> [What is required]: Copy out the lines from the line with "Box the palapa." to the line with "[191,121,238,163]", switching "man's" to "person's" and keeping everything else the same.

> [Information shown]:
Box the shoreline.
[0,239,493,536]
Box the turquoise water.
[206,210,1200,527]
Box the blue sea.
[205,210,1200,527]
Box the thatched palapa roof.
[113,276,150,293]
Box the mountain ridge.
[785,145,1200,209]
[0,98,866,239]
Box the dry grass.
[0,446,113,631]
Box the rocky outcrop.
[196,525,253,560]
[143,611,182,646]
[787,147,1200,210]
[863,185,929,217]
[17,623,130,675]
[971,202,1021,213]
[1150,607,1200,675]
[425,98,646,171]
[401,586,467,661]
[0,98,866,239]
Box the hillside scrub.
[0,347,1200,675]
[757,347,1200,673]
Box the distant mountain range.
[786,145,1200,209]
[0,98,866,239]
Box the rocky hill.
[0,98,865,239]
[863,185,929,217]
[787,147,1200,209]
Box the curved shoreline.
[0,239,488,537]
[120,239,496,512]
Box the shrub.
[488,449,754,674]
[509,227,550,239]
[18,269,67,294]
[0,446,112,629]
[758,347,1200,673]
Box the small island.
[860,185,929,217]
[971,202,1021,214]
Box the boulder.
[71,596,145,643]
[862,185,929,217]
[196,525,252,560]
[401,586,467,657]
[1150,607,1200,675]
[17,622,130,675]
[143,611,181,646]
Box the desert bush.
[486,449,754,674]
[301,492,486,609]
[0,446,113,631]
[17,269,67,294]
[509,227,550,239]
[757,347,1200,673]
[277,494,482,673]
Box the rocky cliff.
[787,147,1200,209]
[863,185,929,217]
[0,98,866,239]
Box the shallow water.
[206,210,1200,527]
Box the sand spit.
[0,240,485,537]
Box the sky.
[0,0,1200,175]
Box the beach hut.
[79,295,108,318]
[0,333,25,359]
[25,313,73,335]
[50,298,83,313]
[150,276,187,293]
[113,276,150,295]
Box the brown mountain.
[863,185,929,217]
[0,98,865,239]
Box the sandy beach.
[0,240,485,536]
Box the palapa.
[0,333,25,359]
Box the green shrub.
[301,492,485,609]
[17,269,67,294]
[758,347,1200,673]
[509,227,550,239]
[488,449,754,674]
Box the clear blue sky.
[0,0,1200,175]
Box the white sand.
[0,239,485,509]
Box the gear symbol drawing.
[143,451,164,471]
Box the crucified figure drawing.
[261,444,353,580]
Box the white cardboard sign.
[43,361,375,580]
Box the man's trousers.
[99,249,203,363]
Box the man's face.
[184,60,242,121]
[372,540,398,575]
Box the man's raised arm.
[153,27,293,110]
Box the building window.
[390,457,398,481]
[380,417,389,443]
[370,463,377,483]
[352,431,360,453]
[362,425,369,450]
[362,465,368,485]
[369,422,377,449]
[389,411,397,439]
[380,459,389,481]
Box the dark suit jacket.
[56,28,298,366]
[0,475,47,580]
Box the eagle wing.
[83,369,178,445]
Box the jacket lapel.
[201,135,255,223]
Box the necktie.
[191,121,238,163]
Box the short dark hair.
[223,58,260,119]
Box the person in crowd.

> [Problem solution]:
Box the palapa.
[0,333,25,359]
Box the green shrub.
[301,492,485,609]
[17,269,67,294]
[758,347,1200,673]
[509,227,550,239]
[488,449,754,674]
Box the clear blue sky.
[0,0,1200,175]
Box the white sand.
[0,239,485,509]
Box the gear symbol drawing.
[143,451,164,471]
Box the crucified figure drawing.
[261,444,353,580]
Box the white cardboard sign.
[43,361,375,580]
Box the person's trousers.
[99,249,203,363]
Box the person's face.
[184,60,242,121]
[372,540,398,575]
Box the person's raised arm.
[153,27,293,110]
Box the building window.
[390,457,398,481]
[380,417,389,443]
[370,463,377,483]
[352,431,360,453]
[362,425,369,450]
[362,465,368,485]
[369,422,377,449]
[389,411,397,439]
[380,459,389,481]
Box the dark suit jacket.
[56,28,298,366]
[0,475,47,580]
Box the eagle wing.
[83,369,178,445]
Box the jacket lapel.
[201,135,255,223]
Box the necktie.
[191,121,238,163]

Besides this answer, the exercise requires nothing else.